ASSIGNED TASK: Nothing but an exact reprint of the records is to be returned.

Data entries:
[Start of section]

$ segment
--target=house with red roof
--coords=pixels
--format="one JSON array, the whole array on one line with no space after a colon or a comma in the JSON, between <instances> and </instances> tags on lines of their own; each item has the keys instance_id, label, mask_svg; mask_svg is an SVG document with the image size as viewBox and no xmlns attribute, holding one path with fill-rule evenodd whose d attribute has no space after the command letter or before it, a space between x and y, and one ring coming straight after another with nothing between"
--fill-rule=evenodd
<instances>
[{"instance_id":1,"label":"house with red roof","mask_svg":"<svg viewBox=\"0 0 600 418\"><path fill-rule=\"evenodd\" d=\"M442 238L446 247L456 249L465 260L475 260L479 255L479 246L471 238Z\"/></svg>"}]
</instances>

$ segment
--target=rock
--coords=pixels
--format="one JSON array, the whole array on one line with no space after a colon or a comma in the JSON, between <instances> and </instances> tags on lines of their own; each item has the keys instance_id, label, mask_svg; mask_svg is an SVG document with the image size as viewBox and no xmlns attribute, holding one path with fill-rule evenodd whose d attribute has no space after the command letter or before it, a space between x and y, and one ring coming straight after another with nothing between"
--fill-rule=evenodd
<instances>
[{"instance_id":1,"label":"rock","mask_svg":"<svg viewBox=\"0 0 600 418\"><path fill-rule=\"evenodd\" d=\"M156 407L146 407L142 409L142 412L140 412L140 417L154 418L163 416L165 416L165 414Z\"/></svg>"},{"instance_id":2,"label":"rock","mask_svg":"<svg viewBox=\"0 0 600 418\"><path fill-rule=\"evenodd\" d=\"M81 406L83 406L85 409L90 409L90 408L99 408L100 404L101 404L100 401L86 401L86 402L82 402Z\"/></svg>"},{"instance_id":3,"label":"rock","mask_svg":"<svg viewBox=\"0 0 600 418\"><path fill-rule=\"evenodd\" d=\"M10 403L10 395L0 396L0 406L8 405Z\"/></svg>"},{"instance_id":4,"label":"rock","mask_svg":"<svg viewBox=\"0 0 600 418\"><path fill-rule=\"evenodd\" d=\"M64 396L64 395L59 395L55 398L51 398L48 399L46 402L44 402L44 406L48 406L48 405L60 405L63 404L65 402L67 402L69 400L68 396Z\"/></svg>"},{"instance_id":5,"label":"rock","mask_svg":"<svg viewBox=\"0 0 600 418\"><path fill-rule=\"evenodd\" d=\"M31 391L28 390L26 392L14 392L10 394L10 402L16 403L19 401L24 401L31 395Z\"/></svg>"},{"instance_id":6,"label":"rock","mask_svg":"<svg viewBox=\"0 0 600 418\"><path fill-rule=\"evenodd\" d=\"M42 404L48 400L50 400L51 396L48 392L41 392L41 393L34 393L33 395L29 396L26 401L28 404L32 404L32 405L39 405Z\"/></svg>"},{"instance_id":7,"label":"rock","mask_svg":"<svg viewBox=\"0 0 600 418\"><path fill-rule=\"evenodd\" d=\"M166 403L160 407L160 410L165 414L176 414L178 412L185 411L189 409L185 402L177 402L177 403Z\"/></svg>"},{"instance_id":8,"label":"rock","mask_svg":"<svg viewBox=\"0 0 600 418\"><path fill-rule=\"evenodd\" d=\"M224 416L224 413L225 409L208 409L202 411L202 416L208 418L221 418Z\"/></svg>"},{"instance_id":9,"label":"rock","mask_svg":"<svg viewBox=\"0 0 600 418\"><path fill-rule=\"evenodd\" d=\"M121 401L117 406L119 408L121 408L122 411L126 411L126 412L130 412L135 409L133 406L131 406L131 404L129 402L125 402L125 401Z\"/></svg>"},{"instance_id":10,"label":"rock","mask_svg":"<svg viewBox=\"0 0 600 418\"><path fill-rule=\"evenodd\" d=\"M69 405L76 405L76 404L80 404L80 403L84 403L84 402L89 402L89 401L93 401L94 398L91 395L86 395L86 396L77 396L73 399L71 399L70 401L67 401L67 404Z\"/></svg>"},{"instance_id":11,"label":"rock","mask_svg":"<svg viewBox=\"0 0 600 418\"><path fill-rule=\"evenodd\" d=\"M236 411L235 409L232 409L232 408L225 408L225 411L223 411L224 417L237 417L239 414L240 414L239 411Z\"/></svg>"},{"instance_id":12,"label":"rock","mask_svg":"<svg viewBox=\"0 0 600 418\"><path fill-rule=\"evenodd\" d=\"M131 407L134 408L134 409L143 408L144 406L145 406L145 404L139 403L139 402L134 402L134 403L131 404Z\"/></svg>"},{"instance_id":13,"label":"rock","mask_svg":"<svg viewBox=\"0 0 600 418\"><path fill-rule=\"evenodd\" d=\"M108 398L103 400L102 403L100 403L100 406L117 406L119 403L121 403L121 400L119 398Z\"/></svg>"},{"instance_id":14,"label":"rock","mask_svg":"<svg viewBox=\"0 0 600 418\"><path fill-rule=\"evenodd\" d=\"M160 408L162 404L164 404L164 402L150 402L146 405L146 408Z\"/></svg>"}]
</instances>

[End of section]

TASK ANSWER:
$ segment
--target=house with red roof
--coords=pixels
--format="one JSON array, the whole array on one line with no space after a colon or a comma in the JSON, between <instances> and </instances> tags on lines of their own; each item has the keys instance_id, label, mask_svg; mask_svg is an SVG document with the image size as viewBox and no xmlns attribute, holding one path with fill-rule evenodd whose d attribute has no space after the command letter or before it, a space between x and y, and one ring coming straight after another with nothing between"
--fill-rule=evenodd
<instances>
[{"instance_id":1,"label":"house with red roof","mask_svg":"<svg viewBox=\"0 0 600 418\"><path fill-rule=\"evenodd\" d=\"M442 238L446 247L456 249L465 260L475 260L479 255L479 246L471 238Z\"/></svg>"}]
</instances>

$ segment
--target=rock
--coords=pixels
--format="one JSON array, the whole array on one line with no space after a colon or a comma in the JSON, between <instances> and </instances> tags on lines of their own; each item has the keys instance_id, label, mask_svg; mask_svg is an SVG document with the image size as viewBox and no xmlns attribute, holding one path with fill-rule evenodd whose d attribute has no space after the command letter or before it, a space between x and y, and one ring coming straight after another with nothing between"
--fill-rule=evenodd
<instances>
[{"instance_id":1,"label":"rock","mask_svg":"<svg viewBox=\"0 0 600 418\"><path fill-rule=\"evenodd\" d=\"M156 407L146 407L142 409L142 412L140 412L140 417L154 418L163 416L165 416L165 414Z\"/></svg>"},{"instance_id":2,"label":"rock","mask_svg":"<svg viewBox=\"0 0 600 418\"><path fill-rule=\"evenodd\" d=\"M81 406L83 406L85 409L90 409L90 408L99 408L100 404L101 404L100 401L86 401L86 402L82 402Z\"/></svg>"},{"instance_id":3,"label":"rock","mask_svg":"<svg viewBox=\"0 0 600 418\"><path fill-rule=\"evenodd\" d=\"M10 403L10 395L0 396L0 406L8 405Z\"/></svg>"},{"instance_id":4,"label":"rock","mask_svg":"<svg viewBox=\"0 0 600 418\"><path fill-rule=\"evenodd\" d=\"M64 396L64 395L59 395L55 398L51 398L48 399L46 402L44 402L44 406L48 406L48 405L60 405L63 404L65 402L67 402L69 400L68 396Z\"/></svg>"},{"instance_id":5,"label":"rock","mask_svg":"<svg viewBox=\"0 0 600 418\"><path fill-rule=\"evenodd\" d=\"M31 391L28 390L26 392L14 392L10 394L10 402L16 403L19 401L24 401L31 395Z\"/></svg>"},{"instance_id":6,"label":"rock","mask_svg":"<svg viewBox=\"0 0 600 418\"><path fill-rule=\"evenodd\" d=\"M42 404L48 400L50 400L51 396L48 392L41 392L41 393L34 393L33 395L29 396L26 401L28 404L32 404L32 405L39 405Z\"/></svg>"},{"instance_id":7,"label":"rock","mask_svg":"<svg viewBox=\"0 0 600 418\"><path fill-rule=\"evenodd\" d=\"M166 403L160 407L160 410L165 414L176 414L178 412L185 411L189 409L185 402L177 402L177 403Z\"/></svg>"},{"instance_id":8,"label":"rock","mask_svg":"<svg viewBox=\"0 0 600 418\"><path fill-rule=\"evenodd\" d=\"M224 416L224 413L225 409L208 409L202 411L202 416L208 418L221 418Z\"/></svg>"},{"instance_id":9,"label":"rock","mask_svg":"<svg viewBox=\"0 0 600 418\"><path fill-rule=\"evenodd\" d=\"M121 401L117 406L119 408L121 408L122 411L126 411L126 412L130 412L135 409L133 406L131 406L131 404L129 402L125 402L125 401Z\"/></svg>"},{"instance_id":10,"label":"rock","mask_svg":"<svg viewBox=\"0 0 600 418\"><path fill-rule=\"evenodd\" d=\"M69 405L76 405L76 404L80 404L80 403L84 403L84 402L89 402L89 401L93 401L94 398L91 395L86 395L86 396L77 396L73 399L71 399L70 401L67 401L67 404Z\"/></svg>"},{"instance_id":11,"label":"rock","mask_svg":"<svg viewBox=\"0 0 600 418\"><path fill-rule=\"evenodd\" d=\"M236 411L235 409L232 409L232 408L225 408L225 411L223 411L224 417L237 417L239 414L240 414L239 411Z\"/></svg>"},{"instance_id":12,"label":"rock","mask_svg":"<svg viewBox=\"0 0 600 418\"><path fill-rule=\"evenodd\" d=\"M131 407L134 408L134 409L143 408L144 406L145 406L145 404L139 403L139 402L134 402L134 403L131 404Z\"/></svg>"},{"instance_id":13,"label":"rock","mask_svg":"<svg viewBox=\"0 0 600 418\"><path fill-rule=\"evenodd\" d=\"M108 398L103 400L102 403L100 403L100 406L117 406L119 403L121 403L121 400L119 398Z\"/></svg>"},{"instance_id":14,"label":"rock","mask_svg":"<svg viewBox=\"0 0 600 418\"><path fill-rule=\"evenodd\" d=\"M160 408L162 404L164 404L164 402L150 402L146 405L146 408Z\"/></svg>"}]
</instances>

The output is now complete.